> _What to work on_
Return, word for word, every line that follows.
---+---
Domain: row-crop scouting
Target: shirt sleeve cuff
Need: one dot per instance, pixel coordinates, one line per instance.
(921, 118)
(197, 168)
---+---
> _Answer in full_
Domain: row-crop scouting
Target: shirt sleeve cuff
Need: one dot per instance, pixel coordinates, one line per instance.
(921, 118)
(197, 168)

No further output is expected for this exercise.